STUDY TEXT:
━━━━

Fed. R. Civ. P. 30(c)(2).15 In order to avoid the use of speaking objections, courts have instructed counsel to object to a deposition question not calling for privileged information using the single word, “objection,” or at most a short phrase. See Syntel Sterling Best Shores Mauritius Ltd. v. TriZetto Grp., 328 F.R.D. 100, 110 (S.D.N.Y. 2018) (“[C]ounsel . . . shall refrain from making speaking objections when defending depositions. . . . Objections as to the form of the question shall be made by opposing counsel, who shall simply state, ‘Objection.’ The objecting counsel shall not speak any additional words concerning the basis of the objection unless a clarification is requested.”); Greer v. Mehiel, No. 15-CV-06119 (AJN) (JLC), 2017 WL 543453, at *3 (S.D.N.Y. Feb. 10, 2017) (“Objections as to the form of the question shall be made by opposing counsel . . . , who shall simply state, ‘Objection.’ The objecting counsel . . . shall not speak any additional words concerning the basis of the objection unless a clarification is requested.”); see also RightCHOICE Managed Care, Inc. v. Hosp. Partners, Inc., No. 18-CV-06037 (DGK), 2019 WL 3291570, at *3 (W.D. Mo. July 22, 2019) (“The parties shall henceforth state the bases for their objections with only a single word or, if necessary, a short phrase (e.g., ‘compound question’).”); Severstal Wheeling Inc. v. WPN Corp., No. 10-CV-00954 (LTS) (GWG), 2012 WL 1982132, at *1 (S.D.N.Y. May 30, 2012) (“To ensure a fair deposition, it is best if counsel state objections to a question in a single word or phrase.”).

Motions To Terminate Or Limit A Deposition Under Rule 30(d)

Rule 30 of the Federal Rules of Civil Procedure, which governs the taking of deposition, does not contain provisions for the imposition of sanctions based upon an examiner asking improper questions. Rather, Rule 30 provides that, “[a]t any time during a deposition, the deponent or a party may move to terminate or limit it on the ground that it is being conducted in bad faith or in a manner that unreasonably annoys, embarrasses, or oppresses the deponent or party.” Fed. R. Civ. P. 30(d)(3)(A).16 Asking “irrelevant deposition questions does not, by itself, constitute sufficient annoyance or oppressive conduct contemplated by Federal Rule of Civil Procedure 30, which allows for the termination or limitation of an examination upon a showing that the deposition is being conducted in a manner evidencing bad faith, or to embarrass, annoy, or oppress the deponent.” Berry v. Yosemite Cmty. Coll. Dist., No. 16-CV-00411 (LJO) (EPG), 2019 WL 2869068, at *12 (E.D. Cal. July 3, 2019), report and recommendation adopted as modified, 2019 WL 3943890 (E.D. Cal. Aug. 21, 2019).

━━━━

EXERCISE 1:
Which provision of the Federal Rules of Civil Procedure does the passage on deposition objections cite as allowing a deponent or party to move to terminate or limit a deposition?
EXERCISE 2:
List the names of all the court cases cited in the passage on deposition objections.
EXERCISE 3:
Continue the passage on deposition objections from its last sentence.

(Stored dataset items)

━━━━

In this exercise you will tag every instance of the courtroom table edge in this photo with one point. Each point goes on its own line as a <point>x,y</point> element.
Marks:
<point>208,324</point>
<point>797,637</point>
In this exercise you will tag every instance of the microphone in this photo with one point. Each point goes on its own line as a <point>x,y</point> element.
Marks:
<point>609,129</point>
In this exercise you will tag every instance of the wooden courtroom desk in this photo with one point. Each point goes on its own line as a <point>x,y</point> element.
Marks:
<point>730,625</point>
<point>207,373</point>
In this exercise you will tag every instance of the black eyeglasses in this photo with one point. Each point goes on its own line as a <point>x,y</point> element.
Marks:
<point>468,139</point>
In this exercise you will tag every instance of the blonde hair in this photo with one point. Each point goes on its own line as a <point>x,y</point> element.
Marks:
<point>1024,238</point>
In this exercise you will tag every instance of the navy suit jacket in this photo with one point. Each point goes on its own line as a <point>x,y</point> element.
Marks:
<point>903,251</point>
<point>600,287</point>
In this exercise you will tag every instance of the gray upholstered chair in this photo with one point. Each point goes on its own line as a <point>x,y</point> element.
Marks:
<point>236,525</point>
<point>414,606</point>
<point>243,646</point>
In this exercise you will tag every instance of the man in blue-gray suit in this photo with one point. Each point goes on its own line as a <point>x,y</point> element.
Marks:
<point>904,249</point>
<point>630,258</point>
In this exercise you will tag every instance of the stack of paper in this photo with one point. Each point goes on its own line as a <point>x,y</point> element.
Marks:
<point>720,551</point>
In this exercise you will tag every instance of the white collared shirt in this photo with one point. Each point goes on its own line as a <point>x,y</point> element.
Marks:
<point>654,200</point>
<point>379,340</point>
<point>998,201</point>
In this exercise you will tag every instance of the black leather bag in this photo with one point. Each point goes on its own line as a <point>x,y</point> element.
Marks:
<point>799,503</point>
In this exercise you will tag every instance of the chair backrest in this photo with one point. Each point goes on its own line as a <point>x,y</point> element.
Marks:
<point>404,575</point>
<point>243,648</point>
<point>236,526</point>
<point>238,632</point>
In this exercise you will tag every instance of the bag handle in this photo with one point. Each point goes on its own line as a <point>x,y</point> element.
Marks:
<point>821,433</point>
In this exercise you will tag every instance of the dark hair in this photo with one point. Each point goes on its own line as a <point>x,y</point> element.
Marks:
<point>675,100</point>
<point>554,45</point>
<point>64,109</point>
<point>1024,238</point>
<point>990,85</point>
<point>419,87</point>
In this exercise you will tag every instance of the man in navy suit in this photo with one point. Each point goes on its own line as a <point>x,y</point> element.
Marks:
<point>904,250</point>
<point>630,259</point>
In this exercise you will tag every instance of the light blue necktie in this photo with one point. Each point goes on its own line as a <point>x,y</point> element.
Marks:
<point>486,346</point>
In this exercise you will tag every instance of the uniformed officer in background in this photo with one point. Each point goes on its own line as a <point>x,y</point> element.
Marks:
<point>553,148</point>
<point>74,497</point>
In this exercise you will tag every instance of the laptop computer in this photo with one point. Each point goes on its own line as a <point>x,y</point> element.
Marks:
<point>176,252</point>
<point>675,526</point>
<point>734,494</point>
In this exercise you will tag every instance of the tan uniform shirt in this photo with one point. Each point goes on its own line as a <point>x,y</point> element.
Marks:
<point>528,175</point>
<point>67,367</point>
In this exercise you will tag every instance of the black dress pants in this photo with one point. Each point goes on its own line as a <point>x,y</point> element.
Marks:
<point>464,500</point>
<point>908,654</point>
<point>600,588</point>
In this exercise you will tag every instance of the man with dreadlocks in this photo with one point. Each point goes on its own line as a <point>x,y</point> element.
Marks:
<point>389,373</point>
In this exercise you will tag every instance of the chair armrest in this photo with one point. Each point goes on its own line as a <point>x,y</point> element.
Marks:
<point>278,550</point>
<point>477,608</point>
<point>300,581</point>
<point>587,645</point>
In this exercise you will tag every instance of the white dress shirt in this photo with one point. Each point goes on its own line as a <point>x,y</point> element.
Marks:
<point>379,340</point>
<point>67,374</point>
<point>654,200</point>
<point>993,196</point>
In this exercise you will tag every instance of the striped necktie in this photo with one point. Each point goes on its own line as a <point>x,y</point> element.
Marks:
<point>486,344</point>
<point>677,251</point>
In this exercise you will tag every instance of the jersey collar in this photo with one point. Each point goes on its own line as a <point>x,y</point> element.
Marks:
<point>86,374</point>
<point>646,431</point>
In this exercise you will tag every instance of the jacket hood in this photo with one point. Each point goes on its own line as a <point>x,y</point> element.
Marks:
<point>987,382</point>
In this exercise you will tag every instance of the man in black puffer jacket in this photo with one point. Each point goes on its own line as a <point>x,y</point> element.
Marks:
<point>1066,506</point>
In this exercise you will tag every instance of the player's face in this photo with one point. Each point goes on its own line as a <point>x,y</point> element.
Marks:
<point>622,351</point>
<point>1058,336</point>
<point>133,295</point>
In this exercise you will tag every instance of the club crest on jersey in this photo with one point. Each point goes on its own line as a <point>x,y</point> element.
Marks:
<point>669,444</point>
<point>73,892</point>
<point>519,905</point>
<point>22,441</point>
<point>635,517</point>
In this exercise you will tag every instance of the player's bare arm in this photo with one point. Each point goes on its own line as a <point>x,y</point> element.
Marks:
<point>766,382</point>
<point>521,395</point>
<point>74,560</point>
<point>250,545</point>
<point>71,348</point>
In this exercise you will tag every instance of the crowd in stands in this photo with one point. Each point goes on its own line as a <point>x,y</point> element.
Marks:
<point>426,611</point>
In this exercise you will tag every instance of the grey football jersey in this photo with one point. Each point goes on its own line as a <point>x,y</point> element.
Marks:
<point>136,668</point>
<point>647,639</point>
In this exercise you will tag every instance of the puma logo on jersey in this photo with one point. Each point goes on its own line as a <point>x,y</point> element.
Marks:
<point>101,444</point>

━━━━

RESULT 1:
Fed. R. Civ. P. 30(d)(3)(A)

RESULT 2:
Syntel Sterling Best Shores Mauritius Ltd. v. TriZetto Grp.
Greer v. Mehiel
RightCHOICE Managed Care, Inc. v. Hosp. Partners, Inc.
Severstal Wheeling Inc. v. WPN Corp.
Berry v. Yosemite Cmty. Coll. Dist.

RESULT 3:
Sanctions Under Rule 30(d) For Dilatory Deposition Conduct

Rule 30(d)(2) authorizes the Court to sanction any person who “impedes, delays, or frustrates the fair examination of the deponent.” Fed. R. Civ. P. 30(d)(2). “A court . . . may impose sanctions under Rule 30(d)(2) on its own accord to deter ongoing and future misconduct. 7 Moore’s Federal Practice - Civil § 30.43 (2021) (citing Sec. Nat’l Bank v. Jones Day, 800 F.3d 936, 942 (8th Cir. 2015) (“Both the purpose and the plain language of Rule 30(d)(2) allow courts to consider sanctions sua sponte”)). “To impose sanctions [under Rule 30(d)(2)], a Court need not find that a party acted in bad faith.” Cordero v. City of New York, No. 15-CV-03436 (JBW) (CLP), 2017 WL 2116699, at *5 (E.D.N.Y. May 12, 2017) (citation omitted). “Rather, the only requirement for sanctions is that the fair examination of the deponent was frustrated, impeded, or delayed.” Id. (citation omitted). “The decision to impose sanctions is at the discretion of the court.” Id. (citation omitted).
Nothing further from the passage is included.